Task instructions:
Swap "black trousers" for "dark trousers" in the rows below, starting with the line that contains "Return one point per instance of the black and" and going on through the line that contains "pixel 751 628". Return only those lines, with everything else left unchanged.

Recorded data:
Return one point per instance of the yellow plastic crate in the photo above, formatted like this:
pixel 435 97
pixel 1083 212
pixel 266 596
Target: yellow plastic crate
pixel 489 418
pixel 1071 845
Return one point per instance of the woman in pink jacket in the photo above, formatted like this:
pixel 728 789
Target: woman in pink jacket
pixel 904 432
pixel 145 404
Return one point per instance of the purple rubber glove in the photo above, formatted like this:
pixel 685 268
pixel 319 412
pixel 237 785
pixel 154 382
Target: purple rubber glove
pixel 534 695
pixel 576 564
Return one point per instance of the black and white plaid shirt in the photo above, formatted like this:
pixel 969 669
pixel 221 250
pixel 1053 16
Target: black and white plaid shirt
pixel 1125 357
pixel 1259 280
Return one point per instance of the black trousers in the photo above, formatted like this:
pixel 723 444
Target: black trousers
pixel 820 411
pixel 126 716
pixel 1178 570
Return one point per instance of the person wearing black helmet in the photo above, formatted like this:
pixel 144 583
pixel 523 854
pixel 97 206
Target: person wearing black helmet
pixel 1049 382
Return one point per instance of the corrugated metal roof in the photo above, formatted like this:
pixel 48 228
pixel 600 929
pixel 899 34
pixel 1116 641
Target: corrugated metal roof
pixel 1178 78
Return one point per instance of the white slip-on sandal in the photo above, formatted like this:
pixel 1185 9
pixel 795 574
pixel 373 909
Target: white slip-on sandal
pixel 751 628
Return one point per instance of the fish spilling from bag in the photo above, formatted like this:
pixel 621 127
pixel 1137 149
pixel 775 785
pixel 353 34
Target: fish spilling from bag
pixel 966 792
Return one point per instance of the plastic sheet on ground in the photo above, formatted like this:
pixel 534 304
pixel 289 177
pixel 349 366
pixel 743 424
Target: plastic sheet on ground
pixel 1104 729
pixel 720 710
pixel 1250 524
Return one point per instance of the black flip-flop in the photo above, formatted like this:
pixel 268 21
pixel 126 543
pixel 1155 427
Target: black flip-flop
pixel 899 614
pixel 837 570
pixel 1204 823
* * *
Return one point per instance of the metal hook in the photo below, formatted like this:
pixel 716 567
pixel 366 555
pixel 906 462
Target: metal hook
...
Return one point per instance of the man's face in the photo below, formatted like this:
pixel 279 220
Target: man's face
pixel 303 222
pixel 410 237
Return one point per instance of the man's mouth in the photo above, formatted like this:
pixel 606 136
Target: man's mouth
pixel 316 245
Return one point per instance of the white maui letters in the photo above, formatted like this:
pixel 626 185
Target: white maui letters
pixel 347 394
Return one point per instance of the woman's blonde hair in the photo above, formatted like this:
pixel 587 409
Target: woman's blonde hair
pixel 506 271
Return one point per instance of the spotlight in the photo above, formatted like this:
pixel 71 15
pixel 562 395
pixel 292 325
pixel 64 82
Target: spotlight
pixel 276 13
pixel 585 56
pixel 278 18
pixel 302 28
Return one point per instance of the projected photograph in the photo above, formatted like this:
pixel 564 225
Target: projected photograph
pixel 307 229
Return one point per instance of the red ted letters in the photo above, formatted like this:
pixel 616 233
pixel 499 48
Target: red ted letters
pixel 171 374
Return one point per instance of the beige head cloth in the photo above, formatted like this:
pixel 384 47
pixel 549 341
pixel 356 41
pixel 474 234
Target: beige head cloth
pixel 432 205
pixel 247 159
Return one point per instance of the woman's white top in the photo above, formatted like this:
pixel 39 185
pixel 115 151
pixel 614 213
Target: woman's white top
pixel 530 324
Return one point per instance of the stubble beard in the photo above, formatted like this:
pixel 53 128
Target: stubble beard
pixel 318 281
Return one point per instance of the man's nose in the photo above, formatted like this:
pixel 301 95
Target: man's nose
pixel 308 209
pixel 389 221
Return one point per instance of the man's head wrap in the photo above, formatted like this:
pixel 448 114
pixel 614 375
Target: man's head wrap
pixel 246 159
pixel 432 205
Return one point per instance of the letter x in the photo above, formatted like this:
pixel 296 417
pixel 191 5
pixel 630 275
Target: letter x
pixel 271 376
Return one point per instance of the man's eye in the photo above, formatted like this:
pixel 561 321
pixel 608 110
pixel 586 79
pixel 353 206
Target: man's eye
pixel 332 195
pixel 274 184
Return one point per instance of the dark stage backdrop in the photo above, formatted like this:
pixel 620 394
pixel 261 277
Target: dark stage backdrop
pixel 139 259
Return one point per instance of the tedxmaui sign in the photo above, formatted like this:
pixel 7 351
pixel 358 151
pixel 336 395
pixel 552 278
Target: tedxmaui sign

Answer to this task:
Return one point per instance of the black and white plaid shirt in the photo above, formatted like this:
pixel 969 669
pixel 221 250
pixel 1053 16
Target: black and white plaid shirt
pixel 1125 357
pixel 1259 280
Return one point per instance of the dark trousers in the photo above, formatted like this:
pixel 723 444
Target: dark trousers
pixel 820 411
pixel 126 716
pixel 1178 570
Return one point per instance of the person wearing black helmet in the photo above, formatted like this:
pixel 144 583
pixel 523 854
pixel 97 206
Target: person wearing black helmet
pixel 1049 382
Return one point per instance of the corrugated metal roof in the photo above, formatted like this:
pixel 48 228
pixel 600 929
pixel 899 34
pixel 1116 641
Target: corrugated metal roof
pixel 1178 78
Return one point per instance of the white slip-on sandal in the photo above, formatted like this:
pixel 1185 9
pixel 795 574
pixel 373 909
Target: white slip-on sandal
pixel 751 628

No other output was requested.